Quoted passage =
Cell cultures, transfections, and Western blotting.

HeLa and Cos-1 cells were maintained in Dulbecco’s modified Eagle’s medium with 10% fetal calf serum. Transfections were done by calcium phosphate precipitation. In experiments where transcription and translation inhibitors were included, they were added 45 h after transfection, 3 h prior to fixation of the cell for immunofluorescence assay. For the Western blot, Myc-PK-NTD plasmids were transfected into Cos-1 cells, and cells were harvested 48 h later and lysed in sodium dodecyl sulfate-polyacrylamide gel electrophoresis buffer. DNA was sheared by passage through a syringe and boiling. Total proteins were either treated with alkaline phosphatase for 1 h at 37°C or directly loaded onto a 12.5% polyacrylamide gel. The separated proteins were transferred onto a nitrocellulose membrane and Myc-tagged proteins were detected with monoclonal antibody 9E10 (Babco).

Supplied material =
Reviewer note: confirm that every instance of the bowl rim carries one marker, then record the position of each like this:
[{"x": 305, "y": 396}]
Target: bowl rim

Activity =
Please return, word for word, the part of the cell culture and Western blotting methods that opens with the words containing "HeLa and Cos-1" and closes with "antibody 9E10 (Babco).".

Problem solution =
HeLa and Cos-1 cells were maintained in Dulbecco’s modified Eagle’s medium with 10% fetal calf serum. Transfections were done by calcium phosphate precipitation. In experiments where transcription and translation inhibitors were included, they were added 45 h after transfection, 3 h prior to fixation of the cell for immunofluorescence assay. For the Western blot, Myc-PK-NTD plasmids were transfected into Cos-1 cells, and cells were harvested 48 h later and lysed in sodium dodecyl sulfate-polyacrylamide gel electrophoresis buffer. DNA was sheared by passage through a syringe and boiling. Total proteins were either treated with alkaline phosphatase for 1 h at 37°C or directly loaded onto a 12.5% polyacrylamide gel. The separated proteins were transferred onto a nitrocellulose membrane and Myc-tagged proteins were detected with monoclonal antibody 9E10 (Babco).